• Required action: Give every entry again, word for word.

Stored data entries
---

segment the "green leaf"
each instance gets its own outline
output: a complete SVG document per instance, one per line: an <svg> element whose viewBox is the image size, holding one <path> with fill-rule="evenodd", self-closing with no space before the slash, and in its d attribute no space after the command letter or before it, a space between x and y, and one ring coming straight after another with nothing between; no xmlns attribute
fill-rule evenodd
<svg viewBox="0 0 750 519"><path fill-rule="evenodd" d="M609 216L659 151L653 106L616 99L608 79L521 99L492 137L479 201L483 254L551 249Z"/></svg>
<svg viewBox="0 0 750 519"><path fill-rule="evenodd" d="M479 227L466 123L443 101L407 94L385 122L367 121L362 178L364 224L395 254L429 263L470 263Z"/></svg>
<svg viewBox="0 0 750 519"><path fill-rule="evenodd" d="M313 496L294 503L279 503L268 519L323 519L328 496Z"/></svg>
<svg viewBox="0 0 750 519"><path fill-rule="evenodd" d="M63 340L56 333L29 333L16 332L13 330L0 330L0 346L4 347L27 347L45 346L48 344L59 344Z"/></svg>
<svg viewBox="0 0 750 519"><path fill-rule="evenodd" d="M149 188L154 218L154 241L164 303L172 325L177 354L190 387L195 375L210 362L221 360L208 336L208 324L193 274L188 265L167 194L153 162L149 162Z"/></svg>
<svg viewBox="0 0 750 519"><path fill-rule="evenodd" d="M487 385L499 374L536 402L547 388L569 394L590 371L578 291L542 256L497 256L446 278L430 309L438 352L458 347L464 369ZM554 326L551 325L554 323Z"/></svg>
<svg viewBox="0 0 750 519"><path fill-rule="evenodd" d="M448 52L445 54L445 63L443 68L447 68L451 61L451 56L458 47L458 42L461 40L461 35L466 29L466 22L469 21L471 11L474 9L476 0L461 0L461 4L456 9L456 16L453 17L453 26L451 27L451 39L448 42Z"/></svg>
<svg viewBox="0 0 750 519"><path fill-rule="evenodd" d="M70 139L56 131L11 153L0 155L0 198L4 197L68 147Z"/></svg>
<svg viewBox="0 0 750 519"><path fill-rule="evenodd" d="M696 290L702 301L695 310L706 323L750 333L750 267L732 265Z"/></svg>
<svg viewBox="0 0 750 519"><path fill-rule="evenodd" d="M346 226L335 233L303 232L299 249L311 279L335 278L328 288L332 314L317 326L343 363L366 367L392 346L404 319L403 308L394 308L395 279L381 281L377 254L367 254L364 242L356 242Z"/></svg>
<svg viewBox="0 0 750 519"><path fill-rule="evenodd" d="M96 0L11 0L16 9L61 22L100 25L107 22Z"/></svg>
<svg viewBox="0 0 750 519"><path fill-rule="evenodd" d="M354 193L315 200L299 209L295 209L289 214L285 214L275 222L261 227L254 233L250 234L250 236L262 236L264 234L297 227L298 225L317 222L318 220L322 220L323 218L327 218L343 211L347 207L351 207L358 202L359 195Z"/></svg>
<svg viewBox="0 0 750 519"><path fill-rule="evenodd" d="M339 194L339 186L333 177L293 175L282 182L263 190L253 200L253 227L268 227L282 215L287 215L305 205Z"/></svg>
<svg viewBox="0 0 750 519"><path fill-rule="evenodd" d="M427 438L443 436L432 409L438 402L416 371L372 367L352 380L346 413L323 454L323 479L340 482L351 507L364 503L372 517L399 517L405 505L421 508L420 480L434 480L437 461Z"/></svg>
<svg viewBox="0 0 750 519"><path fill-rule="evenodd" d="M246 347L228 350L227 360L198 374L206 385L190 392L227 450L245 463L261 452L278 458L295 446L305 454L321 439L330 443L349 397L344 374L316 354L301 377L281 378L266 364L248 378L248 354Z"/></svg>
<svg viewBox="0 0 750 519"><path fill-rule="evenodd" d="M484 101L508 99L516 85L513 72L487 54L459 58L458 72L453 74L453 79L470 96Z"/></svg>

---

• Expected answer:
segment the "green leaf"
each instance gets its own outline
output: a complete SVG document per instance, one per line: an <svg> element whose viewBox is the image size, holding one <path> with fill-rule="evenodd", self-closing with no space before the slash, and in its d attribute no space after the command letter or before it, a space between x and y, and one ring coming straight after another with nothing between; no xmlns attribute
fill-rule evenodd
<svg viewBox="0 0 750 519"><path fill-rule="evenodd" d="M609 216L659 151L653 106L616 99L608 79L521 99L492 137L479 201L483 254L551 249Z"/></svg>
<svg viewBox="0 0 750 519"><path fill-rule="evenodd" d="M479 227L466 123L443 101L407 94L385 122L367 121L362 178L364 224L395 254L429 263L470 263Z"/></svg>
<svg viewBox="0 0 750 519"><path fill-rule="evenodd" d="M313 496L294 503L279 503L268 519L323 519L328 496Z"/></svg>
<svg viewBox="0 0 750 519"><path fill-rule="evenodd" d="M63 340L56 333L29 333L16 332L13 330L0 330L0 346L4 347L27 347L45 346L48 344L59 344Z"/></svg>
<svg viewBox="0 0 750 519"><path fill-rule="evenodd" d="M149 188L154 218L154 241L164 303L172 325L177 354L190 387L195 375L210 362L221 360L208 336L208 324L193 274L188 265L167 194L153 162L149 162Z"/></svg>
<svg viewBox="0 0 750 519"><path fill-rule="evenodd" d="M487 385L499 374L536 402L547 388L569 394L590 371L578 291L542 256L497 256L446 278L430 309L438 352L458 347L464 369ZM554 326L551 325L554 323Z"/></svg>
<svg viewBox="0 0 750 519"><path fill-rule="evenodd" d="M448 52L445 54L445 63L443 68L447 68L451 61L451 56L458 47L458 42L461 40L461 35L466 29L466 22L469 21L471 11L474 9L476 0L461 0L461 4L456 9L456 16L453 17L453 26L451 27L451 39L448 42Z"/></svg>
<svg viewBox="0 0 750 519"><path fill-rule="evenodd" d="M70 139L56 131L11 153L0 155L0 198L4 197L68 147Z"/></svg>
<svg viewBox="0 0 750 519"><path fill-rule="evenodd" d="M696 290L702 301L695 310L706 323L750 333L750 267L732 265Z"/></svg>
<svg viewBox="0 0 750 519"><path fill-rule="evenodd" d="M346 226L335 233L303 232L299 249L311 279L335 278L328 288L332 314L317 326L343 363L366 367L392 346L404 319L403 308L394 308L395 279L381 281L377 254L367 254L364 242L356 242Z"/></svg>
<svg viewBox="0 0 750 519"><path fill-rule="evenodd" d="M96 0L11 0L16 9L61 22L100 25L107 22Z"/></svg>
<svg viewBox="0 0 750 519"><path fill-rule="evenodd" d="M354 193L315 200L299 209L295 209L289 214L285 214L275 222L261 227L254 233L250 234L250 236L262 236L264 234L297 227L298 225L317 222L318 220L322 220L323 218L327 218L343 211L347 207L351 207L358 202L359 195Z"/></svg>
<svg viewBox="0 0 750 519"><path fill-rule="evenodd" d="M339 194L339 186L333 177L293 175L282 182L263 190L253 200L253 227L268 227L282 215L287 215L305 205Z"/></svg>
<svg viewBox="0 0 750 519"><path fill-rule="evenodd" d="M427 438L443 436L432 409L438 402L416 371L372 367L352 380L346 413L323 454L323 479L340 482L351 507L364 503L372 517L399 517L405 505L421 508L420 480L434 480L437 461Z"/></svg>
<svg viewBox="0 0 750 519"><path fill-rule="evenodd" d="M246 347L228 350L227 360L198 374L206 385L190 392L227 450L245 463L261 452L278 458L295 446L305 454L321 439L330 443L349 397L344 374L316 354L301 377L281 378L266 364L248 378L248 354Z"/></svg>
<svg viewBox="0 0 750 519"><path fill-rule="evenodd" d="M484 101L508 99L516 85L513 72L487 54L459 58L458 72L453 74L453 79L470 96Z"/></svg>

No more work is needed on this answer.